**Task a**. In the rows, rewrite the part that opens with the line containing "Definition of the keypoint: for every instance of the license" and runs through the end of the rows, putting "biggest circle" wherever "largest circle" appears and leaving everything else unchanged.
**** Excerpt provided ****
There are only two kinds of people; those when they grow older get more religious, and those of us who despise it more.

 

I drove through Valdosta tonight. It was eerily quiet, as it would be in the first hours of a Tuesday, and thirty years or so ago I lived in this town, I still work here, and know which side roads connect to the main roads, and that’s something that the mind finds comforting, the familiarly of knowing where stuff is and how to get there. It’s also a rut, where the sides get higher and higher, and the path get more and more narrow, and I wonder at this very moment if in the same bedroom where I once slept is someone who is having these same thoughts about this same town, and if they’ll find a way out. I almost edited this paragraph but something told me to keep it. It’s important.

 

Something someone said stuck with me today, and I wonder if it will still be here tomorrow. I hope so, because I’m not done with it yet. I have to keep it in my mouth, like a toothpick, and dig around with it, and use it to find things, and maybe put it down somewhere and I might need it again. We are all different people depending on whose perception is being lived. I written things tonight, or this morning, that might seem violent or heretical, to some, and maybe someone else sees them as liberating. Certainly, those whose livelihood I threaten will see this as apostasy but that has nothing to do with me at all, even though it might seem evident.
****
**Task b**. Give back the whole essay about driving through Valdosta, word for word.
**** Data for this task ****
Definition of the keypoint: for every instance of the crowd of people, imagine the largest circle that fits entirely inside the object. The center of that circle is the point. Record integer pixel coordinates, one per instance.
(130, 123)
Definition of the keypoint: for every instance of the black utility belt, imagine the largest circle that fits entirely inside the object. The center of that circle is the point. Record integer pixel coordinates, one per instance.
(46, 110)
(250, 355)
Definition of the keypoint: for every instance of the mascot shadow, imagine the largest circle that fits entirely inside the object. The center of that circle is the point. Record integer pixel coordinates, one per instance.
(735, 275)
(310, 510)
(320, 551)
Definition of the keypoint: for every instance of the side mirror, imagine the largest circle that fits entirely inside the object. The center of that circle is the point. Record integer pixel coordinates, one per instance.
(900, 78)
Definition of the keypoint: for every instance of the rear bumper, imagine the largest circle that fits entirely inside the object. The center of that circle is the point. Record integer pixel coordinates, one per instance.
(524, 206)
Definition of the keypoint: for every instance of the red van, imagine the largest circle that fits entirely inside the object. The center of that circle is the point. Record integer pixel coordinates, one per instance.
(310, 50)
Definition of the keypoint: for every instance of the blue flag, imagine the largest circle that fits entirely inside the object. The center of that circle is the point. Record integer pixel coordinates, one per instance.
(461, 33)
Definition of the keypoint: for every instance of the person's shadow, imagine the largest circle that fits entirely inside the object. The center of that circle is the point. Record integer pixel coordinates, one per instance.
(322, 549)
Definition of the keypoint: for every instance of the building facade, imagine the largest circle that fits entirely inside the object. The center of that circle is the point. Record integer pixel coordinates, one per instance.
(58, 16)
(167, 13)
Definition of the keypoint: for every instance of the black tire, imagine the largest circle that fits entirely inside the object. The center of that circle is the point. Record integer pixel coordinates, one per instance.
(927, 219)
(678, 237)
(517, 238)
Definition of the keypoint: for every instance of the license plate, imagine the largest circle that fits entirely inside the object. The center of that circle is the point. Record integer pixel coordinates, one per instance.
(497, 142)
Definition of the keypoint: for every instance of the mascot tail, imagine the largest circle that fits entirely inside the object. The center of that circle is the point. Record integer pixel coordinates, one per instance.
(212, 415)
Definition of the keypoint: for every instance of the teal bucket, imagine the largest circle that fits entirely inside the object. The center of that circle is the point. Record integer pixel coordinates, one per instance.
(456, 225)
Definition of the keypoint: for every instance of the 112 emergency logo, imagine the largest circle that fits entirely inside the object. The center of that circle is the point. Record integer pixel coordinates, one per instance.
****
**Expected answer a**.
Definition of the keypoint: for every instance of the license plate, imagine the biggest circle that fits entirely inside the object. The center of that circle is the point. Record integer pixel coordinates, one per instance.
(497, 142)
Definition of the keypoint: for every instance of the mascot tail, imagine the biggest circle that fits entirely inside the object. The center of that circle is the point. Record integer pixel coordinates, one per instance.
(212, 415)
Definition of the keypoint: for every instance of the teal bucket, imagine the biggest circle that fits entirely inside the object. The center of that circle is the point. Record integer pixel coordinates, one per instance.
(456, 225)
Definition of the keypoint: for every instance of the 112 emergency logo, imagine the biggest circle that fits entirely inside the object. The center of that circle is the point. Record integer pixel coordinates, one per instance.

**Expected answer b**.
There are only two kinds of people; those when they grow older get more religious, and those of us who despise it more.

 

I drove through Valdosta tonight. It was eerily quiet, as it would be in the first hours of a Tuesday, and thirty years or so ago I lived in this town, I still work here, and know which side roads connect to the main roads, and that’s something that the mind finds comforting, the familiarly of knowing where stuff is and how to get there. It’s also a rut, where the sides get higher and higher, and the path get more and more narrow, and I wonder at this very moment if in the same bedroom where I once slept is someone who is having these same thoughts about this same town, and if they’ll find a way out. I almost edited this paragraph but something told me to keep it. It’s important.

 

Something someone said stuck with me today, and I wonder if it will still be here tomorrow. I hope so, because I’m not done with it yet. I have to keep it in my mouth, like a toothpick, and dig around with it, and use it to find things, and maybe put it down somewhere and I might need it again. We are all different people depending on whose perception is being lived. I written things tonight, or this morning, that might seem violent or heretical, to some, and maybe someone else sees them as liberating. Certainly, those whose livelihood I threaten will see this as apostasy but that has nothing to do with me at all, even though it might seem evident.